To be done: Return every line in the listing below that contains the word "like".
-- start Data in this exercise --
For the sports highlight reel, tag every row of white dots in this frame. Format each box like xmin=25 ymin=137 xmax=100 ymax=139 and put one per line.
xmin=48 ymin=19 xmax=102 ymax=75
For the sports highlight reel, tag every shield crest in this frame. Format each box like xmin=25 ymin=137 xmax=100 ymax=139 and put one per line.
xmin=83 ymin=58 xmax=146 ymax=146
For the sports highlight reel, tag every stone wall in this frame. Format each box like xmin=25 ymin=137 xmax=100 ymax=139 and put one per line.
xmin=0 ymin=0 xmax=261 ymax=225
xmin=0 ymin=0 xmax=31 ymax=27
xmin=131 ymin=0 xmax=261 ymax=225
-- end Data in this exercise --
Written solution:
For the sports highlight reel, tag every row of white dots in this frame. Format each box like xmin=25 ymin=137 xmax=100 ymax=139 and put one per line.
For the sports highlight reel, tag every shield crest in this frame. Format each box like xmin=25 ymin=137 xmax=100 ymax=139 and put one per line.
For the sports highlight reel, tag every stone wall in this frame. Format each box like xmin=25 ymin=137 xmax=100 ymax=139 and put one per line.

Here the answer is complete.